To do:
Below is a set of entries. Reproduce exactly the lines from the one containing "of the curly" through the end, both included.

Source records
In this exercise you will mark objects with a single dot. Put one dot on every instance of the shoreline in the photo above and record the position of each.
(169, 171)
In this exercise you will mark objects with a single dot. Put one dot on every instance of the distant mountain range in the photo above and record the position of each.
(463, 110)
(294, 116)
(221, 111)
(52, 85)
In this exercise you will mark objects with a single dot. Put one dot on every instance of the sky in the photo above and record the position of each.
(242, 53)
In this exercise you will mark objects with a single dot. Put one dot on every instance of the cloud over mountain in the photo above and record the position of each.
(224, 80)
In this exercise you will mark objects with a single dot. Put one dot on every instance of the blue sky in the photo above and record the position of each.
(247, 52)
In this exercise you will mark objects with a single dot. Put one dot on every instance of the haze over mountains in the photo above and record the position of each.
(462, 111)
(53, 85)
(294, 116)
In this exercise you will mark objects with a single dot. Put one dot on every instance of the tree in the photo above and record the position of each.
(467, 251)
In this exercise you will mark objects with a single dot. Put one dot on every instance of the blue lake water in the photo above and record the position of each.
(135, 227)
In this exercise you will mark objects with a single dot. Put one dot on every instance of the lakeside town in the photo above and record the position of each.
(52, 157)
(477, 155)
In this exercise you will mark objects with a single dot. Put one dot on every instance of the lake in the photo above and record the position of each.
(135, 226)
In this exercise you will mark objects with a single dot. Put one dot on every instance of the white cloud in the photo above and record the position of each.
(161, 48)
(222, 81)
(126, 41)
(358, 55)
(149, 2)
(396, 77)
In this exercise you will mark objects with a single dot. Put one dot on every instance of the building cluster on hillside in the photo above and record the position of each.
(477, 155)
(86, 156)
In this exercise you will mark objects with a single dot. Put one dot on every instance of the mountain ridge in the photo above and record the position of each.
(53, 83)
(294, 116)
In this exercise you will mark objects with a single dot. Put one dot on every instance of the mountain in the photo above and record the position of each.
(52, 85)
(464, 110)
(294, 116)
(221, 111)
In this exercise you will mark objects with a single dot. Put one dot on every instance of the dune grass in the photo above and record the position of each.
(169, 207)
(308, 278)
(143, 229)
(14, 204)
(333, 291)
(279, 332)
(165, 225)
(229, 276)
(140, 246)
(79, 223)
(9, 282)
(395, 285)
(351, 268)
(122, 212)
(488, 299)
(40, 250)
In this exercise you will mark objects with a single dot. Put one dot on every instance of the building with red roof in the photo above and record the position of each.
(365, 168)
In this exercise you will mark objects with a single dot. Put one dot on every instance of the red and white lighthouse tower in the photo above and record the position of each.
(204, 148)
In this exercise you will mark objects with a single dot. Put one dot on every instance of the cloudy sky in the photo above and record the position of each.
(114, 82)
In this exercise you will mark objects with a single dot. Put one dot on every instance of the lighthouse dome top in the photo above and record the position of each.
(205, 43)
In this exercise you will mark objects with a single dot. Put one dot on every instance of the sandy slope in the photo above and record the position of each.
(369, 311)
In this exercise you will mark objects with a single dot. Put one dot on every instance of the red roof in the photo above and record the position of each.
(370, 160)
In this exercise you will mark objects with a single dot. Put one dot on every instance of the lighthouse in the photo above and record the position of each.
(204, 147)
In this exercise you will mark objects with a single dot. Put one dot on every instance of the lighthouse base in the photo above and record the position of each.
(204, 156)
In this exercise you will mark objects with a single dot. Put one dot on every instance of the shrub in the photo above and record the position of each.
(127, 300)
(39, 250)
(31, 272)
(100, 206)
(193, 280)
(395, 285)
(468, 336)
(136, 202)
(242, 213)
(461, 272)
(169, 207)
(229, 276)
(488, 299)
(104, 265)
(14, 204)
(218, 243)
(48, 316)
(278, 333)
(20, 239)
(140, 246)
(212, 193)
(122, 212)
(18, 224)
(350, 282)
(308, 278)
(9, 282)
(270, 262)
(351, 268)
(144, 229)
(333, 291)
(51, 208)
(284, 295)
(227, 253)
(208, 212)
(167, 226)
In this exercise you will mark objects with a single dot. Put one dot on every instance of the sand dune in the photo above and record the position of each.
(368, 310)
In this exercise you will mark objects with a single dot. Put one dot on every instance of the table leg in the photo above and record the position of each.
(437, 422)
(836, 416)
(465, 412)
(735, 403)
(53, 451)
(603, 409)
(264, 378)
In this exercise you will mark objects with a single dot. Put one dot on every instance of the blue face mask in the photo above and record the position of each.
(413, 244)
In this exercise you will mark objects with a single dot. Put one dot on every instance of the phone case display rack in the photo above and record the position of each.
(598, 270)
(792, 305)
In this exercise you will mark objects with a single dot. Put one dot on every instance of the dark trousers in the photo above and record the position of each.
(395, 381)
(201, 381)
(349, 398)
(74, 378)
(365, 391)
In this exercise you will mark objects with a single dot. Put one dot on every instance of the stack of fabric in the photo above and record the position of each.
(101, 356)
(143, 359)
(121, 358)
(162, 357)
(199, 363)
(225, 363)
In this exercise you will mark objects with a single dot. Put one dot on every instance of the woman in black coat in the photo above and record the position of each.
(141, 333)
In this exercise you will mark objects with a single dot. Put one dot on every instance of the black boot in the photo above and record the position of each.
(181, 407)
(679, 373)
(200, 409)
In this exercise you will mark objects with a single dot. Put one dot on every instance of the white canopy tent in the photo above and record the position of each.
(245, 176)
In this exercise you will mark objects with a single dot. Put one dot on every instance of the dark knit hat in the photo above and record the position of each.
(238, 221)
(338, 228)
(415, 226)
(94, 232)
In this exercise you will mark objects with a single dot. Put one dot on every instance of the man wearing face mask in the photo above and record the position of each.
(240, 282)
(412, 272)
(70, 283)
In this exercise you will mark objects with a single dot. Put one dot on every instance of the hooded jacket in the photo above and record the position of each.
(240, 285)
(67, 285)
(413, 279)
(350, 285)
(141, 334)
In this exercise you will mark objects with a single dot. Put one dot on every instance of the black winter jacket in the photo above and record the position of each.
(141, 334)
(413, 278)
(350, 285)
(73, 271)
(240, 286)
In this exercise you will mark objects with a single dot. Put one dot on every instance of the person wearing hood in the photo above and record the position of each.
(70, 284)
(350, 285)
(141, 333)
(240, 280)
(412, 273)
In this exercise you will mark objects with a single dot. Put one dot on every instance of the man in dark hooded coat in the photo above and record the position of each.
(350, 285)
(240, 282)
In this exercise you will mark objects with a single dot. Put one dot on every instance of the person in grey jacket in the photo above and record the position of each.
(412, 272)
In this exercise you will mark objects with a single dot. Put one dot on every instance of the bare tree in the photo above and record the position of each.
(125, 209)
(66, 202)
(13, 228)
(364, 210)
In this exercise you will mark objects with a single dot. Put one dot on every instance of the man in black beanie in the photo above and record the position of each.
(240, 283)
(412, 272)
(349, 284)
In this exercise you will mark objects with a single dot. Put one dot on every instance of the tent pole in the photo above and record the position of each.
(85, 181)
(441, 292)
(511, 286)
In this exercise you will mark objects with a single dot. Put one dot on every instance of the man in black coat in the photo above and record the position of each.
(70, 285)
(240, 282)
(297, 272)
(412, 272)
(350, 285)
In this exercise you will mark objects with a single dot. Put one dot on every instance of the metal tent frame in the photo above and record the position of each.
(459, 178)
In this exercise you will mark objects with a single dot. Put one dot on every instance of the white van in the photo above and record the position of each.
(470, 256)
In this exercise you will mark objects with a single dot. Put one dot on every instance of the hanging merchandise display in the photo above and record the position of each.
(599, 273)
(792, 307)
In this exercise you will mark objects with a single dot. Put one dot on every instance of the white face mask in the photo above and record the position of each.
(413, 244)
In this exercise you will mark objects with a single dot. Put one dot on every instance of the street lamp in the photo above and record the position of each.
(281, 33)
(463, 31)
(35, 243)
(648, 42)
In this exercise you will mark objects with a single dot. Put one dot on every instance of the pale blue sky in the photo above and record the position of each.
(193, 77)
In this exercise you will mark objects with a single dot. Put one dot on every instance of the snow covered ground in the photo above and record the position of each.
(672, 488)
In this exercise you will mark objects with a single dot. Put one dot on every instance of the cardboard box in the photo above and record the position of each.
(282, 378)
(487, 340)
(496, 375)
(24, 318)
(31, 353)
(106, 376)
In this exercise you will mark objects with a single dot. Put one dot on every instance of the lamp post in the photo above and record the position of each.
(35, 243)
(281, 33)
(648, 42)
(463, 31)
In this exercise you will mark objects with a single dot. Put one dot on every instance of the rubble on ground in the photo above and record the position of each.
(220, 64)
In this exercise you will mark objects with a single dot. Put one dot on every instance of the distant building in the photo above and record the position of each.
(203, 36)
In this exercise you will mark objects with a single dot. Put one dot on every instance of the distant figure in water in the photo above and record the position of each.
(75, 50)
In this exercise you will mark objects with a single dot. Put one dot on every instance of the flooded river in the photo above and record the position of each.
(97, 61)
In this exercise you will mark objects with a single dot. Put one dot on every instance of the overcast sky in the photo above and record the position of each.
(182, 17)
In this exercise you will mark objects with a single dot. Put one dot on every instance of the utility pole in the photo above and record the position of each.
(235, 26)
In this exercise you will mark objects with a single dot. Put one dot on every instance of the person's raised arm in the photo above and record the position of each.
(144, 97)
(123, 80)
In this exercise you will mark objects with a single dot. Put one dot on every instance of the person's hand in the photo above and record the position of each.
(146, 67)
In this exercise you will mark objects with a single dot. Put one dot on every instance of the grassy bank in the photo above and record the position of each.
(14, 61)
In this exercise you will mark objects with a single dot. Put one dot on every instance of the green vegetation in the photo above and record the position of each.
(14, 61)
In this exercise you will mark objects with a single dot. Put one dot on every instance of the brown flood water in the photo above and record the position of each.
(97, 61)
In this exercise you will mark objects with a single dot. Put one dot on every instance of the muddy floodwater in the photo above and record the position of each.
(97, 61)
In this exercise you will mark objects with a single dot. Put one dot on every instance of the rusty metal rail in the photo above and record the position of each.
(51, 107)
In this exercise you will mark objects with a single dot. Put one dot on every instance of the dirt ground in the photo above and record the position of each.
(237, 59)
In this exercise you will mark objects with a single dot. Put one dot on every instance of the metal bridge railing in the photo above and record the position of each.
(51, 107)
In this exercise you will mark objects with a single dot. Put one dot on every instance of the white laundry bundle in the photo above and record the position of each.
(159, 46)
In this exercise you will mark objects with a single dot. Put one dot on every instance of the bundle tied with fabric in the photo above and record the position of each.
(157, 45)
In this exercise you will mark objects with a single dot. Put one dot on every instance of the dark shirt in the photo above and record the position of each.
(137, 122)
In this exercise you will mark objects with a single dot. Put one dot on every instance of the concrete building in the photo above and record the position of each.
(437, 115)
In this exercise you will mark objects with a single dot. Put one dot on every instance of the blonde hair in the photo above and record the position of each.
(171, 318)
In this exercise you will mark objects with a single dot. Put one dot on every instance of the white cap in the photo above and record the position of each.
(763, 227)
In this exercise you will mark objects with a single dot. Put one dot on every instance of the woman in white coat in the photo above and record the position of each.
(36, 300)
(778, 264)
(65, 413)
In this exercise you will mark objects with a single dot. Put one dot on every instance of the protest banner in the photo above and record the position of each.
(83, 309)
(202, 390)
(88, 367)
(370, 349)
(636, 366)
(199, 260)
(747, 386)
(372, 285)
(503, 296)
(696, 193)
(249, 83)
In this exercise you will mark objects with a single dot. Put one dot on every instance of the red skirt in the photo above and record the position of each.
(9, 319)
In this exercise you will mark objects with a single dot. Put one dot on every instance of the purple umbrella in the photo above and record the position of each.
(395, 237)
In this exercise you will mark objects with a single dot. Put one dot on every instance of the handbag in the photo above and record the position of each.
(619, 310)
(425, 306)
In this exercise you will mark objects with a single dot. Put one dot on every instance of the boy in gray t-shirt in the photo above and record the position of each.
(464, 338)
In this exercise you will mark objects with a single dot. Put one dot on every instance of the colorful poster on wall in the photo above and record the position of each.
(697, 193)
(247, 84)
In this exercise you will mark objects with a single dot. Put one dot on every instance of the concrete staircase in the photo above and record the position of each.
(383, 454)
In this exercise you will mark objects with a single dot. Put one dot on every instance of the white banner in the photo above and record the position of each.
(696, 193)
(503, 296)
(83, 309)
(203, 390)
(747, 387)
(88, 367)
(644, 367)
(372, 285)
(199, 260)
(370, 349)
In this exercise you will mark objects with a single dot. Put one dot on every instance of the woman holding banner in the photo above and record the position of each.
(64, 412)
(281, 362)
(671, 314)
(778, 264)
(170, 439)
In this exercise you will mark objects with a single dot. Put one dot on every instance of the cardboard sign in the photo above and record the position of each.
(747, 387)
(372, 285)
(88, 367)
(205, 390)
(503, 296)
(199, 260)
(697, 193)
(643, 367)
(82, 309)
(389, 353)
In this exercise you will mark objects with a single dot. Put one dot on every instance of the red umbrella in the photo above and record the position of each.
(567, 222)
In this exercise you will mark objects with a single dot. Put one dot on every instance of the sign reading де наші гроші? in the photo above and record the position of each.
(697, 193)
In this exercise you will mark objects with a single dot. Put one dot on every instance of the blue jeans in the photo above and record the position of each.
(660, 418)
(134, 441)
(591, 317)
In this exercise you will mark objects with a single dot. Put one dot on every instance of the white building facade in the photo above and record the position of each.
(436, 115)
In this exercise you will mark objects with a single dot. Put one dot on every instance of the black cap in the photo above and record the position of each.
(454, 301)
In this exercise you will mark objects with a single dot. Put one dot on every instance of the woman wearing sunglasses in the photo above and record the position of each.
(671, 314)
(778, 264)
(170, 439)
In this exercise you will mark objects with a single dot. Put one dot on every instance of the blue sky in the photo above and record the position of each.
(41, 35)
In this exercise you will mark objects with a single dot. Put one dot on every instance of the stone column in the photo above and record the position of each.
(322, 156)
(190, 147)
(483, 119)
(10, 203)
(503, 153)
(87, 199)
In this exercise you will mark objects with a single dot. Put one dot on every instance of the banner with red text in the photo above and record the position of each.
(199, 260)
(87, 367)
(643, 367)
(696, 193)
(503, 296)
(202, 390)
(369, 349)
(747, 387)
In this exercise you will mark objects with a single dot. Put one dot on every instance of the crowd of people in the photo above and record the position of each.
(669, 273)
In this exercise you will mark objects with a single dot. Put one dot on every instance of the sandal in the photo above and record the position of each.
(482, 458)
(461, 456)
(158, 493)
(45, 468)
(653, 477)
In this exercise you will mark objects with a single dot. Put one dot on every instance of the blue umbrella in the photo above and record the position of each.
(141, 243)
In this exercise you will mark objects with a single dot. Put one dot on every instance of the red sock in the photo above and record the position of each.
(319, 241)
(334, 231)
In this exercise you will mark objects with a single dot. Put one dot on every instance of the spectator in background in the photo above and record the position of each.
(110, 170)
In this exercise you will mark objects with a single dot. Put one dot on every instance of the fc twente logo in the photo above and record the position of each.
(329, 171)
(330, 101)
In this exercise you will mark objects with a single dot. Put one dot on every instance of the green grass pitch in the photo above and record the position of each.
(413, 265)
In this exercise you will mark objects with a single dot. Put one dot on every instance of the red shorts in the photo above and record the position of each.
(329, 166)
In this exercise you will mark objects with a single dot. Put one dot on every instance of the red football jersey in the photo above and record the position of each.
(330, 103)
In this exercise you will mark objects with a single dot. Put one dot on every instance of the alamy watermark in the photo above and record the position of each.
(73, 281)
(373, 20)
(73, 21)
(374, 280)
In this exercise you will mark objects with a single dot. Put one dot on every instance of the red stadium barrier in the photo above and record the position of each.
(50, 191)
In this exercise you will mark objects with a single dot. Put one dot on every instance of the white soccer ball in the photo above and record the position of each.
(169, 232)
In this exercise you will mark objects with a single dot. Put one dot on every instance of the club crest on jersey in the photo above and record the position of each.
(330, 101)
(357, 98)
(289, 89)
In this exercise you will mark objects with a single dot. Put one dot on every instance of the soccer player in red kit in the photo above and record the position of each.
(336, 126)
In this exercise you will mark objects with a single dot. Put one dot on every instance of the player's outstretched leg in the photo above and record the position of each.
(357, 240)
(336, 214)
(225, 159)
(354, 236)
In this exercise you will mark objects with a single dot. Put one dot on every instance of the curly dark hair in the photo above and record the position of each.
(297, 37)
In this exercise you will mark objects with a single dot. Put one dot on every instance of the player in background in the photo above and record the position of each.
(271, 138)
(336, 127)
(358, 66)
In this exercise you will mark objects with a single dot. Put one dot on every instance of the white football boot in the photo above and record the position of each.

The response:
In this exercise you will mark objects with a single dot. Put one dot on every instance of the curly dark hair in the photo above and record the position of each.
(297, 37)
In this exercise you will mark objects with a single dot. Put one dot on every instance of the player in background in the photo above and record the position of each.
(271, 138)
(336, 127)
(358, 66)
In this exercise you will mark objects with a single dot. Put one dot on every instance of the white football boot in the photo above and record the position of each.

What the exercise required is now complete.